**Exercise task:**
In the listing below, swap each "keypoint" for "marker" and write every line out again with nothing else changed. Leave the pictures out.

**Input for this task:**
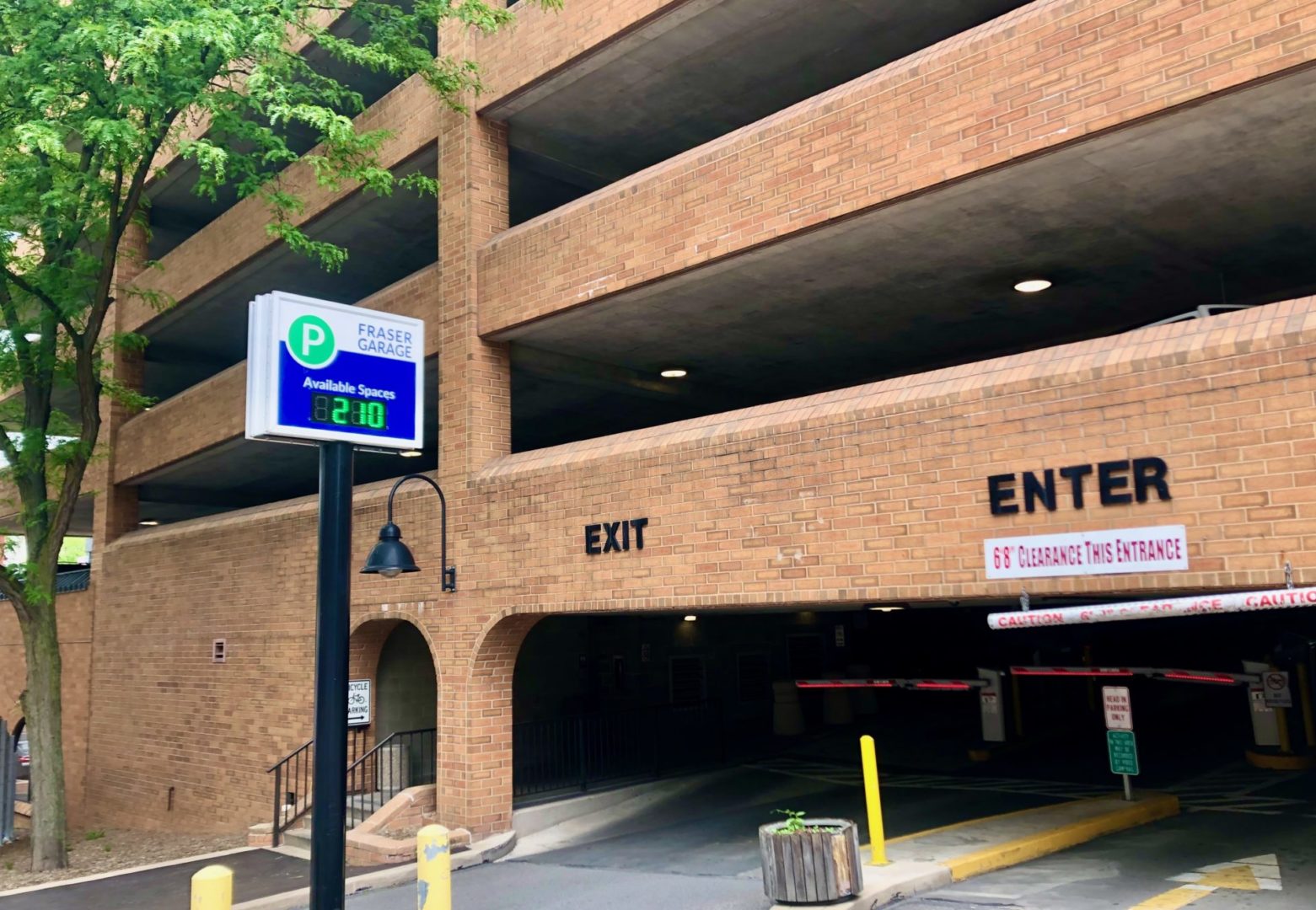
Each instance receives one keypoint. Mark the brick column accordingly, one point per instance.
(474, 375)
(474, 426)
(116, 506)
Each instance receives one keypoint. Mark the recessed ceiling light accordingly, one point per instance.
(1032, 286)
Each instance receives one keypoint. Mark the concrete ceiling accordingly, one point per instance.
(387, 238)
(1210, 204)
(699, 72)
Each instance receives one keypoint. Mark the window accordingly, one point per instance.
(686, 679)
(753, 677)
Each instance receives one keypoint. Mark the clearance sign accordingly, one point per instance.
(1163, 549)
(1156, 609)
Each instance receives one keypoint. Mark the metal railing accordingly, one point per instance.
(8, 781)
(403, 759)
(293, 781)
(575, 754)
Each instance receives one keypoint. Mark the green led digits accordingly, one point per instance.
(349, 412)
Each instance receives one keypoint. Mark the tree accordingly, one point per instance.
(91, 93)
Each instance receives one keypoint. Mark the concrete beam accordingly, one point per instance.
(1028, 82)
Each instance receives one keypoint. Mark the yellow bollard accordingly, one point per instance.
(212, 888)
(877, 837)
(433, 870)
(1018, 704)
(1304, 693)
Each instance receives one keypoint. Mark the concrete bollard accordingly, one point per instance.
(212, 888)
(433, 870)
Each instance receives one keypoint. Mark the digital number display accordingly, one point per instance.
(349, 410)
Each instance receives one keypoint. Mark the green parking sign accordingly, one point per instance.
(1124, 751)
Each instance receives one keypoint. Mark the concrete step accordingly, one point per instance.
(298, 838)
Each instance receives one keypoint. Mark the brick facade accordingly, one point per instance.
(875, 492)
(1039, 78)
(869, 494)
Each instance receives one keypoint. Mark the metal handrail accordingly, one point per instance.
(406, 757)
(288, 757)
(293, 768)
(384, 742)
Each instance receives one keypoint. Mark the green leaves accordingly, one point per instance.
(91, 94)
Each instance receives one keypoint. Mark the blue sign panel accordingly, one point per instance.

**Worked solution:**
Each instance receives one marker. Mark the brick column accordingly, one point per instance.
(474, 375)
(474, 426)
(116, 506)
Each instance receives one marker. Mark the recessed ceiling light accordingly, one point per instance.
(1032, 286)
Each instance receives one marker. Mark the concrete ceiling accordingly, one point per instance.
(387, 238)
(1210, 204)
(699, 72)
Each instance receives one marker. Mark the window accordingly, one point per instance.
(686, 679)
(753, 677)
Each instance receives one marker. Mark the clearance sign accordingly, one point per instance.
(1163, 549)
(1156, 609)
Each instance receives one marker. Mark the metal railing accordingly, one point per instance.
(8, 781)
(403, 759)
(293, 781)
(575, 754)
Each instance receives one marker. Mark the green led digits accordingly, one point per instance.
(349, 412)
Each instance receives one marker. Mark the tree accordingly, one point per instance.
(91, 93)
Each instance receives one marker. Mark the concrete beam accordingly, one point per instance.
(1028, 82)
Each instance receives one marker. Mark the yellow bollard accordingly, one point per instance.
(212, 888)
(877, 837)
(433, 870)
(1018, 704)
(1304, 693)
Each instance receives one marker. Mark the concrete bollard accordingly, one point per instance.
(212, 888)
(433, 870)
Each instance receives one marker. Mark the digital number display accordingly, one point per instance.
(349, 410)
Each instance receives one marker. Mark the green parking sign accordingly, one point per instance.
(1124, 751)
Each instance receives one marker. Mark the concrete step accordingly, one point per instance.
(298, 838)
Each instance receives one marker. Mark the brick facade accordingly, one point per instance.
(875, 492)
(1039, 78)
(869, 494)
Each instance receives one marker. Mark the metal handrail accordingly, one point per instance.
(406, 757)
(288, 757)
(293, 768)
(384, 742)
Each instance receives one marker. Mark the green leaves accordingly, one point per instance.
(91, 94)
Each instance receives one marker. Mark the blue sign panel accordingly, one point per instance.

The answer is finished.